:: DATA EXTRACT ::
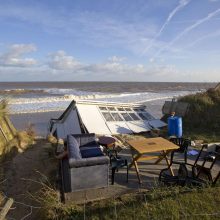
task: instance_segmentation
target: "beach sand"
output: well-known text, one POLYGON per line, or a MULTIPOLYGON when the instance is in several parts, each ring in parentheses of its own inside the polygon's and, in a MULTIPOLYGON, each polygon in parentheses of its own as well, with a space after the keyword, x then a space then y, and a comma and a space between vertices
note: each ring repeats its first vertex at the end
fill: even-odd
POLYGON ((10 119, 18 130, 26 130, 33 125, 37 136, 46 137, 47 128, 51 118, 58 118, 62 112, 37 112, 24 114, 11 114, 10 119))

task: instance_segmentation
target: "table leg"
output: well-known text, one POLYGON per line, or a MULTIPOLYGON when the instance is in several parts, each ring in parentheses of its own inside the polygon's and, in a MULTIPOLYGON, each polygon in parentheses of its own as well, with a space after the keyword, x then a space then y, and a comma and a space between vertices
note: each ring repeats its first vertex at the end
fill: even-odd
POLYGON ((137 165, 137 161, 140 157, 141 157, 141 154, 138 154, 136 156, 132 156, 133 160, 132 160, 132 163, 129 165, 129 168, 131 168, 134 165, 139 184, 142 183, 141 177, 140 177, 140 172, 139 172, 138 165, 137 165))
POLYGON ((140 172, 139 172, 139 169, 138 169, 137 161, 134 161, 134 166, 135 166, 136 174, 137 174, 137 177, 138 177, 138 182, 139 182, 139 184, 141 184, 142 181, 141 181, 141 177, 140 177, 140 172))
POLYGON ((170 173, 172 174, 172 176, 174 176, 174 173, 173 173, 173 169, 172 169, 172 167, 170 166, 170 160, 168 159, 168 157, 167 157, 167 154, 169 153, 169 151, 168 152, 165 152, 164 151, 164 158, 165 158, 165 160, 166 160, 166 162, 167 162, 167 165, 168 165, 168 167, 169 167, 169 169, 170 169, 170 173))
POLYGON ((172 169, 172 167, 170 166, 170 160, 169 160, 168 157, 167 157, 167 155, 168 155, 169 153, 170 153, 170 151, 163 151, 163 153, 161 154, 161 156, 159 157, 159 159, 155 162, 155 164, 160 163, 160 161, 165 158, 166 163, 167 163, 167 166, 169 167, 172 176, 174 176, 173 169, 172 169))

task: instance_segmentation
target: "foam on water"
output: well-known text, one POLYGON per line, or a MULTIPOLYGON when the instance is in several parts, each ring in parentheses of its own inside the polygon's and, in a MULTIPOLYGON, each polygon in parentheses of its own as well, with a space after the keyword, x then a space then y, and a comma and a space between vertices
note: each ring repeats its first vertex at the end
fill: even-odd
MULTIPOLYGON (((106 94, 77 91, 78 94, 67 94, 66 89, 62 89, 62 96, 47 96, 39 98, 11 98, 9 100, 10 111, 14 114, 30 112, 62 111, 68 107, 72 100, 97 100, 123 103, 142 103, 156 100, 167 100, 178 96, 192 94, 192 91, 170 91, 170 92, 143 92, 143 93, 121 93, 106 94), (65 90, 65 91, 64 91, 65 90)), ((67 89, 68 90, 68 89, 67 89)), ((52 93, 52 91, 50 91, 52 93)), ((57 92, 57 91, 56 91, 57 92)), ((54 93, 57 94, 57 93, 54 93)))

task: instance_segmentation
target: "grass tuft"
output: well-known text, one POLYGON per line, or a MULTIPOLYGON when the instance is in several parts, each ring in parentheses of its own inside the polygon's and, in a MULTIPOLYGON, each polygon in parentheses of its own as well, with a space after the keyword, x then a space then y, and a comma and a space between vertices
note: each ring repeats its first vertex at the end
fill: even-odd
POLYGON ((207 142, 219 141, 220 91, 209 89, 182 97, 179 101, 190 104, 189 111, 183 118, 184 134, 207 142))

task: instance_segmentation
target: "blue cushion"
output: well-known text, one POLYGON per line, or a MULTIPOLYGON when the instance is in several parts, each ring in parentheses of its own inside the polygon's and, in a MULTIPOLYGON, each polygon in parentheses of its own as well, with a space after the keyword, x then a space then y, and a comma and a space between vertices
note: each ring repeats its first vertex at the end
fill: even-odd
POLYGON ((81 148, 81 155, 82 158, 89 158, 89 157, 103 156, 103 153, 100 147, 86 148, 86 149, 81 148))
POLYGON ((81 159, 81 153, 79 149, 78 141, 72 136, 67 136, 68 156, 69 158, 81 159))
POLYGON ((80 146, 95 142, 95 135, 86 135, 80 138, 80 146))
POLYGON ((80 145, 80 150, 86 149, 86 148, 100 148, 99 144, 95 141, 90 142, 88 144, 80 145))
:::
◆ TASK TO COMPLETE
The answer must be the full set of records, repeated exactly, with no pictures.

◆ EXPECTED ANSWER
task: instance_segmentation
target: "beach sand"
output: well-known text, one POLYGON per line, or a MULTIPOLYGON when the instance is in several parts, each ring in parentheses of its own inside the polygon's and, in a MULTIPOLYGON, each polygon in parentheses of its own as well, with a space after the keyword, x then a space then y, and a comma and a space between vertices
note: each ring repeats its first vertex at the end
fill: even-odd
POLYGON ((10 119, 18 130, 26 130, 33 125, 37 136, 46 137, 47 128, 51 118, 58 118, 62 112, 37 112, 24 114, 11 114, 10 119))

task: instance_segmentation
target: "table leg"
output: well-known text, one POLYGON per line, or a MULTIPOLYGON when the instance is in several parts, each ring in parentheses of its own inside the polygon's and, in a MULTIPOLYGON, each polygon in parentheses of its own as well, with a space after the keyword, x then a space then y, and a comma and a space between vertices
note: each ring repeats its first vertex at the end
fill: even-odd
POLYGON ((137 165, 137 161, 140 157, 141 157, 141 154, 138 154, 136 156, 132 156, 133 160, 132 160, 132 163, 129 165, 129 168, 131 168, 134 165, 139 184, 142 183, 141 177, 140 177, 140 172, 139 172, 138 165, 137 165))
POLYGON ((140 172, 139 172, 139 169, 138 169, 137 161, 134 161, 134 166, 135 166, 136 174, 137 174, 137 177, 138 177, 138 182, 139 182, 139 184, 141 184, 142 181, 141 181, 141 177, 140 177, 140 172))
POLYGON ((170 173, 172 174, 172 176, 174 176, 174 173, 173 173, 173 169, 172 169, 172 167, 170 166, 170 160, 168 159, 168 157, 167 157, 167 154, 169 153, 169 151, 168 152, 165 152, 164 151, 164 158, 165 158, 165 160, 166 160, 166 162, 167 162, 167 165, 168 165, 168 167, 169 167, 169 169, 170 169, 170 173))
POLYGON ((172 169, 172 167, 170 166, 170 160, 169 160, 168 157, 167 157, 167 155, 168 155, 169 153, 170 153, 170 151, 163 151, 163 153, 161 154, 161 156, 159 157, 159 159, 155 162, 155 164, 160 163, 160 161, 165 158, 166 163, 167 163, 167 166, 169 167, 172 176, 174 176, 173 169, 172 169))

task: instance_segmentation
target: "foam on water"
output: well-known text, one POLYGON per line, or a MULTIPOLYGON when the instance is in several parts, each ring in parentheses of its own inside the polygon's and, in a MULTIPOLYGON, each polygon in parentheses of its own as well, with a space after the keyword, x then a space then y, and a comma and a space between vertices
note: each ring repeats its first vertex at the end
fill: even-odd
MULTIPOLYGON (((106 94, 77 91, 78 94, 67 94, 66 89, 62 89, 62 96, 47 96, 39 98, 11 98, 9 100, 10 111, 14 114, 30 112, 62 111, 68 107, 72 100, 97 100, 123 103, 142 103, 156 100, 167 100, 178 96, 192 94, 192 91, 170 91, 170 92, 143 92, 143 93, 121 93, 106 94), (65 90, 65 91, 64 91, 65 90)), ((67 89, 68 90, 68 89, 67 89)), ((52 93, 52 91, 50 91, 52 93)), ((57 92, 57 91, 56 91, 57 92)), ((54 93, 57 94, 57 93, 54 93)))

task: instance_segmentation
target: "grass tuft"
output: well-known text, one POLYGON per line, or a MULTIPOLYGON when the instance is in several parts, each ring in parentheses of its own inside the polygon's and, in a MULTIPOLYGON, each polygon in parentheses of its own as well, with a space after the keyword, x then a space then y, and a comma and a space between vertices
note: each ring repeats its first vertex at the end
fill: even-odd
POLYGON ((207 142, 219 141, 220 91, 209 89, 182 97, 179 101, 190 104, 189 111, 183 118, 184 134, 207 142))

task: instance_segmentation
target: "blue cushion"
output: well-known text, one POLYGON per line, or a MULTIPOLYGON when the instance is in several parts, each ring in parentheses of its own inside the polygon's and, in a MULTIPOLYGON, each polygon in parentheses of its own as well, with a space after the keyword, x then a space then y, and a comma and a space between vertices
note: each ring repeats its first vertex at the end
fill: even-odd
POLYGON ((81 148, 81 155, 82 158, 89 158, 89 157, 103 156, 103 153, 100 147, 86 148, 86 149, 81 148))
POLYGON ((81 159, 81 153, 79 149, 78 141, 72 136, 67 136, 68 156, 69 158, 81 159))
POLYGON ((80 146, 95 142, 95 135, 86 135, 80 138, 80 146))
POLYGON ((80 145, 80 150, 86 149, 86 148, 100 148, 99 144, 95 141, 90 142, 88 144, 80 145))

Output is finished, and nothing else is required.